> _OBJECTIVE_
Put every line of the entries below into a numbered list, skipping blank lines and omitting the pictures.

> _RECORD LIST_
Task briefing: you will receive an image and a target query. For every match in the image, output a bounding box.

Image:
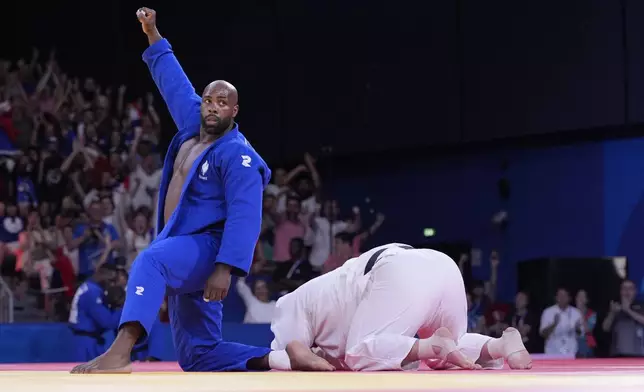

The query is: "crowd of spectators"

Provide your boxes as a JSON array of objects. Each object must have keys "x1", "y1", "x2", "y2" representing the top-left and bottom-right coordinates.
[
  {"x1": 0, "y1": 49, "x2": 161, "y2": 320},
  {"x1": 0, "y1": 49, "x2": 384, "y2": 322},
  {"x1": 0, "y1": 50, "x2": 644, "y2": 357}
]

> _TASK RESPONSE_
1. Task briefing: you will receive an image and a target query. For every match in the image, output a bounding box.
2. Image:
3. The query is: "crowd of spectators"
4. Provide your boxes as a JSON array of objects. Each object must have keys "x1", "y1", "x2", "y2" representing the top-left and bottom-right coordinates.
5. [
6.   {"x1": 0, "y1": 49, "x2": 161, "y2": 320},
7.   {"x1": 0, "y1": 49, "x2": 384, "y2": 322},
8.   {"x1": 0, "y1": 50, "x2": 644, "y2": 357}
9. ]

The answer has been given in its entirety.